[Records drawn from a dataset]
• • • • • • •
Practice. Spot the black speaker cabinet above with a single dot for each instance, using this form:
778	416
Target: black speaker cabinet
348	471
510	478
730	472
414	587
• • • • • • •
**ABOUT THIS EXERCISE**
The response should be an exact copy of all the records above.

**TASK OUTPUT**
Practice. Spot the black speaker cabinet above with a single dot for each instance, using this form:
778	416
Target: black speaker cabinet
348	471
510	478
730	472
414	587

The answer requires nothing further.